▶ [TASK PROMPT]
Reproduce the full listing exactly.

◇ ◇ ◇ ◇ ◇

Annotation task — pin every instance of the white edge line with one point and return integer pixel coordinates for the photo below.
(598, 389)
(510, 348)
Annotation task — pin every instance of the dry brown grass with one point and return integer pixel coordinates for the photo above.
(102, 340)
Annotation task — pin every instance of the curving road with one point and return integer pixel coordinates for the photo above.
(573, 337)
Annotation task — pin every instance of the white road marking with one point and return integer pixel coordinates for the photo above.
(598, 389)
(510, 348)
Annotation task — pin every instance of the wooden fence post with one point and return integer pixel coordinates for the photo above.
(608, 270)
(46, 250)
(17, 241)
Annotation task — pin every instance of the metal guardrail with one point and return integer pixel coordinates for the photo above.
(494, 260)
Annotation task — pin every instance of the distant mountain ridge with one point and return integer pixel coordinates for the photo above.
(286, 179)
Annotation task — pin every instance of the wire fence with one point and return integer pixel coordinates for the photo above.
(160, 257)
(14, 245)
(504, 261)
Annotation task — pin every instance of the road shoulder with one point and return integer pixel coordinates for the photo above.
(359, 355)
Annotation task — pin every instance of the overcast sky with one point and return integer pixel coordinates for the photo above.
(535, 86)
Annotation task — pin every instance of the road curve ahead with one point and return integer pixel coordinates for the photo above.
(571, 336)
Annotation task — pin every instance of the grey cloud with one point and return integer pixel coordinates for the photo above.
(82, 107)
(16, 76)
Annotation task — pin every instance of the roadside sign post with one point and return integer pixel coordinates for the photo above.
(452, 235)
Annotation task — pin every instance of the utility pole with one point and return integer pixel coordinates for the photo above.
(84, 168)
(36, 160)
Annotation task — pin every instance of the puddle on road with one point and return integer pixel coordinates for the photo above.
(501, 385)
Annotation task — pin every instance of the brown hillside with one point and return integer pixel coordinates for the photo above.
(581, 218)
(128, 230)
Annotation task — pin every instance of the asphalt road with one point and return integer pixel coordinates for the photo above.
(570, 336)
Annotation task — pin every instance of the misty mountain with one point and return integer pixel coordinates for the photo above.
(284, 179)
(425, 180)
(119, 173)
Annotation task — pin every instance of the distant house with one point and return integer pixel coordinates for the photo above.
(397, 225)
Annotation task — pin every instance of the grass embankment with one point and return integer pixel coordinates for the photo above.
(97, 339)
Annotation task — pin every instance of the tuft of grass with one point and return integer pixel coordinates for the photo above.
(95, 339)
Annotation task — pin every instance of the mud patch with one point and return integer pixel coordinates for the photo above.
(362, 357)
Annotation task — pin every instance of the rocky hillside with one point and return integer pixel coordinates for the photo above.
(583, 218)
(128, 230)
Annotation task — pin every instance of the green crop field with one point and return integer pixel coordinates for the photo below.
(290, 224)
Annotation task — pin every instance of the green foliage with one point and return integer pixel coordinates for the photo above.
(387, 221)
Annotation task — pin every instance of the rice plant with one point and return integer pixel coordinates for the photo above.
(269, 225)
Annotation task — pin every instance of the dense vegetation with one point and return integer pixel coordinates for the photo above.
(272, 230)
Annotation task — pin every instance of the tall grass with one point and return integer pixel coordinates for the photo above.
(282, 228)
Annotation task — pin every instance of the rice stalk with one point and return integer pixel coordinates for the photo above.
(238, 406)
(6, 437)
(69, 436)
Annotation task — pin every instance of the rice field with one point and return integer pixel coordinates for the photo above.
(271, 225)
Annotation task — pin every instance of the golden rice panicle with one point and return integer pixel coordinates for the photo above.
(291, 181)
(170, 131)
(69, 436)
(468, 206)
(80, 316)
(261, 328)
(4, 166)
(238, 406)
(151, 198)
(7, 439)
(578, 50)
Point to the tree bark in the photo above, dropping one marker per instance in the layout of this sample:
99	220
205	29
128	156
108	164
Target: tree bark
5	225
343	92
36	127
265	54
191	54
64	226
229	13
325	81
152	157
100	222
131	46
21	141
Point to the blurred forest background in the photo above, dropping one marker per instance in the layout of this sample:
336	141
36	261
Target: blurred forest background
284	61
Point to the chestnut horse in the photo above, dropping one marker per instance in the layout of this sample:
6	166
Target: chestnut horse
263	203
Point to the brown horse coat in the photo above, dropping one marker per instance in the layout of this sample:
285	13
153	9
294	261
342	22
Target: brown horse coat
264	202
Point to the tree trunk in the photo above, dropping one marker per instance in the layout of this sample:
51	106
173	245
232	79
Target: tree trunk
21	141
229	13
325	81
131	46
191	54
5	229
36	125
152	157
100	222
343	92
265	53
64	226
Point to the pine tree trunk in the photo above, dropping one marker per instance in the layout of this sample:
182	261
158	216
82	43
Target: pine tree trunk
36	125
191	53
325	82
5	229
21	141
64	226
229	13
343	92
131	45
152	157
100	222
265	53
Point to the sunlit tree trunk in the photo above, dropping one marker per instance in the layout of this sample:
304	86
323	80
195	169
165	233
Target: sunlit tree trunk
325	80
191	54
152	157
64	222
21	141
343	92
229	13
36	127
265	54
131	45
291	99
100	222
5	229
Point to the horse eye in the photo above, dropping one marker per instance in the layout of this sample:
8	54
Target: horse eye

◇ ◇ ◇ ◇ ◇

▶ [SOLUTION TO THE PROBLEM]
Annotation task — pin every instance of the white edge line with one point and return integer pixel coordinates for the photo below.
(598, 389)
(510, 348)
Annotation task — pin every instance of the dry brown grass with one point and return integer pixel coordinates for the photo above.
(102, 340)
Annotation task — pin every instance of the curving road with one point and return integer pixel coordinates for the photo above.
(573, 337)
Annotation task — pin every instance of the white road marking with one point and return integer pixel coordinates for the photo above.
(598, 389)
(510, 348)
Annotation task — pin every instance of the wooden fence post with one point and return integer pixel coordinates for the photo above.
(608, 270)
(46, 250)
(17, 241)
Annotation task — pin every instance of the metal guardrail with one point and return integer pixel coordinates for the photo above.
(494, 260)
Annotation task — pin every instance of the distant mountain ridge with one point and return integer pixel coordinates for the photo above.
(286, 179)
Annotation task — pin every instance of the wire fence with one point and return integer pixel coordinates for the photo above.
(160, 257)
(14, 245)
(504, 261)
Annotation task — pin every instance of the road shoulder with one point and return integer pixel coordinates for the photo above.
(359, 355)
Annotation task — pin every instance of the overcast sky with one point and return integer pixel coordinates for the photo above.
(535, 86)
Annotation task — pin every instance of the road curve ahead with one point and return integer pixel coordinates for the photo above.
(571, 336)
Annotation task — pin every instance of the grey cloud with one point and return integer pixel coordinates for the photo above.
(82, 107)
(16, 76)
Annotation task — pin every instance of the roadside sign post with one point and return integer pixel coordinates for the photo above.
(452, 235)
Annotation task — pin every instance of the utility pole with one point and return integer pixel coordinates for the photo above.
(84, 168)
(36, 160)
Annotation task — pin every instance of the puddle on road with one point and return integer pixel coordinates for the photo above.
(501, 385)
Annotation task — pin every instance of the brown hillside with one point and return integer pixel coordinates for the photo above.
(581, 218)
(128, 230)
Annotation task — pin every instance of the asphalt road with one point and return integer pixel coordinates for the photo above.
(570, 336)
Annotation task — pin every instance of the misty mountain with one point and return integer pixel coordinates for the photo above.
(284, 179)
(425, 180)
(119, 173)
Annotation task — pin every instance of the distant house with one point and return integer pixel coordinates for the photo above.
(397, 225)
Annotation task — pin every instance of the grass embankment with one point and return integer pixel coordinates for the photo above.
(97, 339)
Annotation task — pin every instance of the tuft of grass with one point and return integer pixel coordinates for the photo above.
(95, 339)
Annotation task — pin every instance of the mud patch with one point and return integer pixel coordinates for the photo above.
(362, 357)
Annotation task — pin every instance of the rocky hillside with one point and return integer pixel coordinates for the photo above.
(583, 218)
(128, 230)
Annotation task — pin every instance of the green crop field with one point and return integer pixel coordinates for the photo below.
(290, 224)
Annotation task — pin every instance of the green foliage with one point and return integer pixel coordinates for the photo above.
(387, 221)
Annotation task — pin every instance of the rice plant with one point and return integer pixel coordinates for the photo above.
(269, 225)
Annotation task — pin every instance of the dense vegetation with one point and return integer pixel coordinates for the photo above.
(272, 230)
Annotation task — pin every instance of the tall grass with one point and return integer pixel coordinates for the photo above.
(282, 228)
Annotation task — pin every instance of the rice stalk with one point and return integer pixel coordinates for the photo above.
(238, 406)
(6, 437)
(69, 436)
Annotation task — pin every instance of the rice field with one point and return integer pixel coordinates for the photo above.
(271, 225)
Annotation task — pin every instance of the golden rice panicle with one point and return integer pixel coordinates for the photo above.
(291, 181)
(170, 131)
(69, 436)
(468, 206)
(80, 316)
(261, 328)
(4, 166)
(238, 406)
(151, 198)
(7, 439)
(578, 50)
Point to the tree bark in the photo above, dropping one marker per instance in the layout of this sample:
99	220
205	29
128	156
108	164
Target: tree bark
5	225
343	92
36	127
265	54
191	54
64	226
229	13
325	81
152	157
100	222
131	46
21	141
Point to the blurred forest background in the photo above, dropping one marker per instance in the layout of this sample:
336	141
36	261
Target: blurred forest background
284	61
Point to the chestnut horse in the photo above, dropping one marker per instance in the layout of this sample:
6	166
Target: chestnut horse
263	203
Point to the brown horse coat in the photo above, dropping one marker per instance in the layout of this sample:
285	13
153	9
294	261
342	22
Target: brown horse coat
264	202
Point to the tree trunk in the photo above, dropping one marker per instance in the layout of this sample:
51	106
173	245
232	79
Target: tree trunk
21	141
229	13
325	81
131	46
191	54
5	229
36	125
152	157
100	222
343	92
265	53
64	226
Point to the pine tree trunk in the photo above, dropping one marker per instance in the layout of this sample:
182	261
158	216
82	43
Target: pine tree trunk
36	125
191	53
325	82
5	229
21	141
64	226
229	13
343	92
131	45
152	157
100	222
265	53
Point to the sunlit tree trunk in the photo above, dropping one marker per instance in the layout of this sample:
304	86
323	80
195	169
165	233
Target: sunlit tree trunk
325	80
191	54
152	157
64	222
21	141
343	92
229	13
36	127
265	54
131	45
291	99
100	222
5	229
Point to the horse eye in the photo above, dropping one marker per instance in the layout of this sample:
8	54
Target: horse eye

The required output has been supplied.